[Source data]
((

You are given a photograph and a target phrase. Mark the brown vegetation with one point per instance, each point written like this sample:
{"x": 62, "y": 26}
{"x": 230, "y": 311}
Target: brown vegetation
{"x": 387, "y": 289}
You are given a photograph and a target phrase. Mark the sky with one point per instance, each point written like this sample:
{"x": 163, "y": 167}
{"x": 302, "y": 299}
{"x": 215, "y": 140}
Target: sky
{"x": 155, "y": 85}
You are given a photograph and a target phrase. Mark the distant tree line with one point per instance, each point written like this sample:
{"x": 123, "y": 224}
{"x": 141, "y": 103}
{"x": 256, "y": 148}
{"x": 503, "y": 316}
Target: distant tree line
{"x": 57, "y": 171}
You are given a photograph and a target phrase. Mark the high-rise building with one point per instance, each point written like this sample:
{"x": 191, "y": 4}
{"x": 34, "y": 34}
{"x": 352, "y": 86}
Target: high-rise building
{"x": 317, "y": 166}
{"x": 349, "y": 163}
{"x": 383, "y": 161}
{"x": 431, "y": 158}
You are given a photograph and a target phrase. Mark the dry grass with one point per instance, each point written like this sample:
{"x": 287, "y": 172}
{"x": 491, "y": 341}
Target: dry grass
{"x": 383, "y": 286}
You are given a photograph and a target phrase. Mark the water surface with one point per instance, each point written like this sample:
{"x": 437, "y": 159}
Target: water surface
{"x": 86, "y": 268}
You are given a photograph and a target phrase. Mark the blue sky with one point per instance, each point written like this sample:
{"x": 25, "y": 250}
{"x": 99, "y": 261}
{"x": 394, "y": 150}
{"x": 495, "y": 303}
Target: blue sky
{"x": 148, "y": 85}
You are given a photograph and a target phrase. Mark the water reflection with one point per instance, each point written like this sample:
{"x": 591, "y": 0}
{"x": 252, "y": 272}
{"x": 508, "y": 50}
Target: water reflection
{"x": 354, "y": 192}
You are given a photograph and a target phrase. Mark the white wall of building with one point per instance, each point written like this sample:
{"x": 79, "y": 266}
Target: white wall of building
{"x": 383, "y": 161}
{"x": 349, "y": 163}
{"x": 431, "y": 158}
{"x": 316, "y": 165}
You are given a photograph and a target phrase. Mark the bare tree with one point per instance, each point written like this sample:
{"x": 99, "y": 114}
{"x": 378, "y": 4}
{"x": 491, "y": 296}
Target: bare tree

))

#### [What the exercise asks]
Show the lines from the data above that contain the string "bare".

#### [Result of the task]
You are given a photograph and a target phrase. Mark the bare tree with one point per instance, each point written like this sample:
Target: bare tree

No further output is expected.